→ **TASK INSTRUCTIONS**:
What you return should be the complete listing, unchanged, with no pictures in it.
======== PROVIDED DATA
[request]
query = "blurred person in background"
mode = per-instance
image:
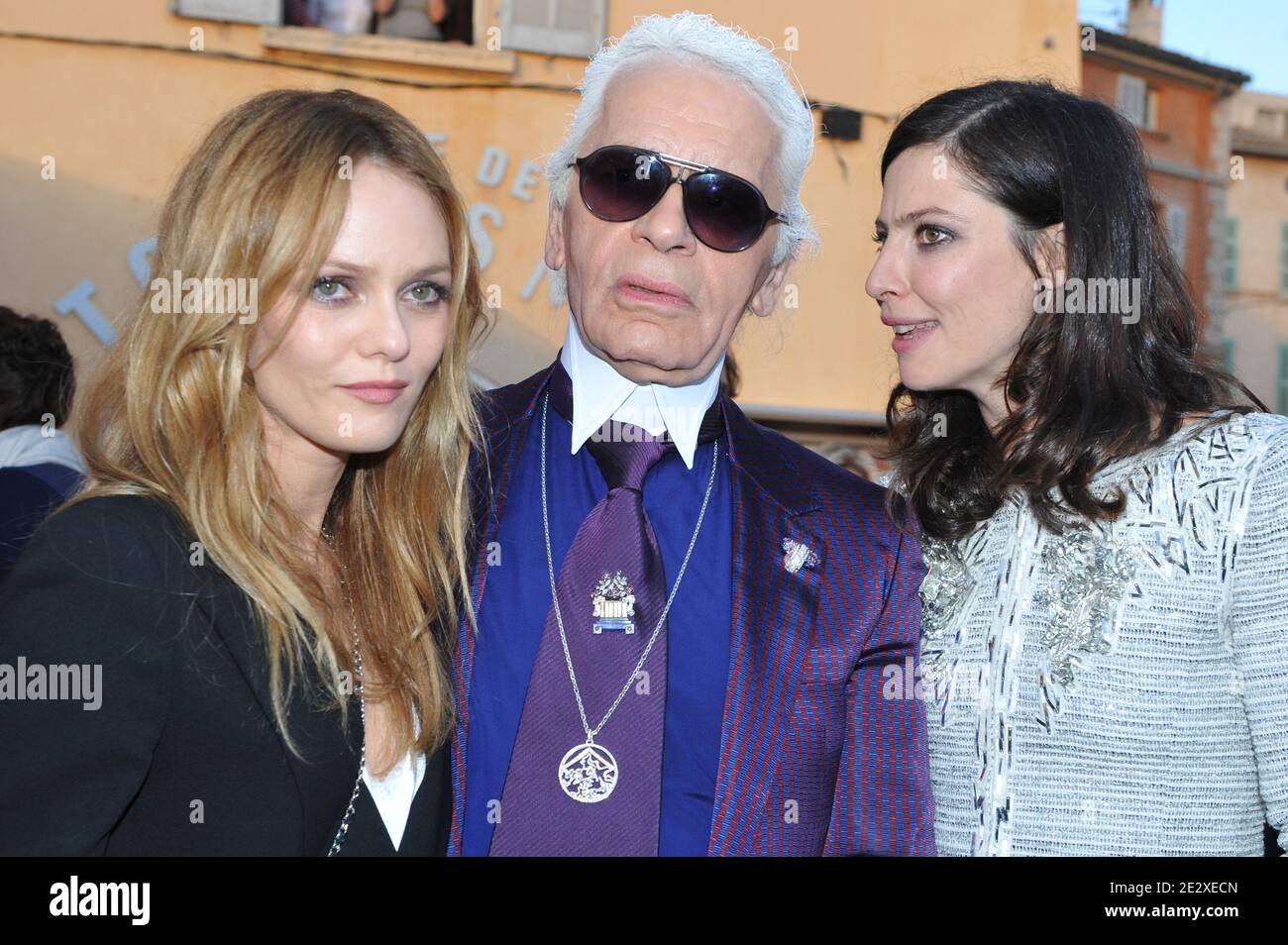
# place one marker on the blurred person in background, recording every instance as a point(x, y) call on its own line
point(1104, 511)
point(39, 464)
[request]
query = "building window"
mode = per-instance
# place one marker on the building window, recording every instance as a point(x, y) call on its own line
point(1282, 407)
point(554, 27)
point(1270, 121)
point(267, 12)
point(1133, 99)
point(1232, 254)
point(1176, 220)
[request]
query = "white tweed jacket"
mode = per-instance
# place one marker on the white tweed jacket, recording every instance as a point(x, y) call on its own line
point(1121, 689)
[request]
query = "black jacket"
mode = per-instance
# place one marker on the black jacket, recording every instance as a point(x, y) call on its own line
point(180, 755)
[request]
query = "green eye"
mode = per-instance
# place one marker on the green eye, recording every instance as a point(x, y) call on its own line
point(327, 290)
point(428, 292)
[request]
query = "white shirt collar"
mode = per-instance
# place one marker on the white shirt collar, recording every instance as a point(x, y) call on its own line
point(600, 394)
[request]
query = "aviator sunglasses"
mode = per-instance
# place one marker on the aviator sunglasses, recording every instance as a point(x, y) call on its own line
point(621, 183)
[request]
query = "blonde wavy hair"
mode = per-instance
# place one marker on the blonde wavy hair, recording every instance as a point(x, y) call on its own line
point(174, 411)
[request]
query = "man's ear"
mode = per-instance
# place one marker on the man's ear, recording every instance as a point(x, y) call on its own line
point(767, 296)
point(555, 249)
point(1052, 255)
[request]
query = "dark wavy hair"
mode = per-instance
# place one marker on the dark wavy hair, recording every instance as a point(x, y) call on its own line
point(1082, 390)
point(38, 374)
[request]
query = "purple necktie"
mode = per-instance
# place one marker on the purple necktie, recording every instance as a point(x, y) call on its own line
point(537, 815)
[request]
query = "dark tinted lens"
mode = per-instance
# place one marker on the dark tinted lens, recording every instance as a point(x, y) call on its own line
point(621, 184)
point(724, 213)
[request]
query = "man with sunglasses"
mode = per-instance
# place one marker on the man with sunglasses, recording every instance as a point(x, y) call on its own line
point(686, 623)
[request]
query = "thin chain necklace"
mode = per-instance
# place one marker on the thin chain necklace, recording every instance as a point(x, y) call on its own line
point(362, 702)
point(589, 752)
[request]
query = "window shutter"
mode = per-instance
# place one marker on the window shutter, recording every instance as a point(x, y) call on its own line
point(233, 11)
point(1176, 219)
point(555, 27)
point(1283, 258)
point(1132, 97)
point(1232, 254)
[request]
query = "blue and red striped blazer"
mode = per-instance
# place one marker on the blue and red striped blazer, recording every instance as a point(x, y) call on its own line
point(823, 746)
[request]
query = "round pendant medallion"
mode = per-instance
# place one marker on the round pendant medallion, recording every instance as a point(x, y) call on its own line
point(588, 773)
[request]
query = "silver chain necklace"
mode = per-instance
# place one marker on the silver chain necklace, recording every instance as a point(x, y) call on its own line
point(362, 702)
point(588, 772)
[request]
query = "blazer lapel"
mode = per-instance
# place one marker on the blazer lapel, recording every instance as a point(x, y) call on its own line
point(503, 416)
point(316, 733)
point(772, 613)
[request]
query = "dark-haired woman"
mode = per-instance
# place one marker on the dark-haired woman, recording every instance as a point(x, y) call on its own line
point(1106, 522)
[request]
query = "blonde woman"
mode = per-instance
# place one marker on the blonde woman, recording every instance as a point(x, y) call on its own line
point(230, 641)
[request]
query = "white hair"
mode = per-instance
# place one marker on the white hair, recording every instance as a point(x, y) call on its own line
point(699, 40)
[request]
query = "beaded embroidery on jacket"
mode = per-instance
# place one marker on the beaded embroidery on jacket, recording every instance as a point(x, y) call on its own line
point(1069, 677)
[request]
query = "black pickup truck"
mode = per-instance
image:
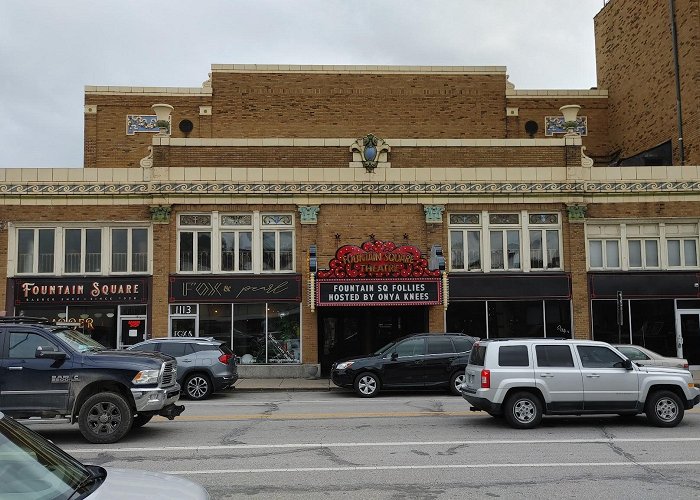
================
→ **RESPONSE FOR THIS EXERCISE**:
[request]
query = "blurred person in background"
mode = per-instance
image:
# place one marker on the blurred person in background, recording every instance as a point(x, y) call on its own line
point(1104, 511)
point(39, 464)
[request]
query = "building window"
mode = per-instance
# place one marker on the building window, recording every instance as a point(x, y) call on its own line
point(1282, 407)
point(554, 27)
point(1270, 121)
point(267, 12)
point(1133, 99)
point(1232, 254)
point(1176, 220)
[request]
query = "white tweed jacket"
mode = per-instance
# place one marker on the white tweed jacket, recording every instance as a point(x, y) call on its own line
point(1121, 689)
[request]
query = "black jacket"
mode = per-instance
# place one marker on the black jacket, recording every instance as a point(x, y) call on its own line
point(180, 755)
[request]
query = "green eye"
mode = per-instance
# place one marker on the green eye, recording every instance as a point(x, y) call on its own line
point(327, 290)
point(428, 292)
[request]
query = "white shirt collar"
mode = per-instance
# place one marker on the white shirt collar, recording every instance as a point(x, y) call on its own line
point(600, 394)
[request]
query = "aviator sunglasses"
mode = per-instance
# place one marker on the aviator sunglasses, recording every instance as a point(x, y) call on its own line
point(621, 183)
[request]
query = "blonde wavy hair"
mode = per-instance
# place one marker on the blonde wavy hair, recording every instance as a point(x, y) call on its own line
point(174, 411)
[request]
query = "man's ear"
mode = per-instance
# place one marker on the man's ear, recording every instance as a point(x, y) call on its own line
point(767, 296)
point(555, 249)
point(1052, 255)
[request]
query = "dark wavy hair"
mode = per-instance
# place one marker on the dark wavy hair, recording every instance as a point(x, y) call on its own line
point(1082, 390)
point(38, 374)
[request]
query = "purple necktie"
mode = per-instance
# place one marker on the purple necktie, recording every instance as a point(x, y) call on its own line
point(537, 815)
[request]
query = "dark tinted lens"
mode = per-instance
# place one marker on the dark tinted lens, recording every instance as a point(x, y) call on its own line
point(621, 184)
point(724, 213)
[request]
query = "man with sunglasses"
mode = per-instance
# place one marker on the man with sunglasses, recording every instance as a point(x, y) call on its own line
point(686, 623)
[request]
query = "thin chain necklace"
mode = per-instance
# place one marker on the thin chain necklace, recording every instance as a point(x, y) call on its own line
point(362, 702)
point(589, 752)
[request]
query = "window shutter"
mode = per-instance
# place one marker on the window shutter, recording every instance as a point(x, y) call on its own line
point(233, 11)
point(1176, 219)
point(555, 27)
point(1283, 258)
point(1132, 97)
point(1232, 254)
[request]
query = "blue and red striped blazer"
mode = per-instance
# place one marker on the blue and red striped blazer, recording every instance as a point(x, y) call on its own line
point(823, 746)
[request]
query = "round pendant medallion"
mode = per-instance
# place one marker on the round pendant medallion, recording every instance as a point(x, y) call on its own line
point(588, 773)
[request]
query = "silver chain necklace"
mode = per-instance
# place one marker on the silver chain necklace, recording every instance as a point(x, y) call on its own line
point(362, 702)
point(588, 772)
[request]
query = "blazer lapel"
mode = per-instance
# place one marker on the blazer lapel, recording every instance as a point(x, y) call on its own line
point(503, 416)
point(316, 733)
point(772, 613)
[request]
query = "dark-haired woman"
mode = per-instance
# place one marker on the dark-haired woman, recording every instance as a point(x, y) call on its own line
point(1106, 522)
[request]
query = "blonde woman"
mode = per-instance
# place one marker on the blonde woman, recording every instance as a point(x, y) call on its own line
point(230, 641)
[request]
query = "white hair"
mode = per-instance
# place one marker on the white hair, recording every instance as a point(x, y) call on its own line
point(699, 40)
[request]
query = "beaded embroidery on jacket"
mode = per-instance
# place one marker on the beaded embroidery on jacket, recording every instance as a point(x, y) call on its own line
point(1069, 677)
[request]
query = "black pickup truck"
mode = per-instance
image:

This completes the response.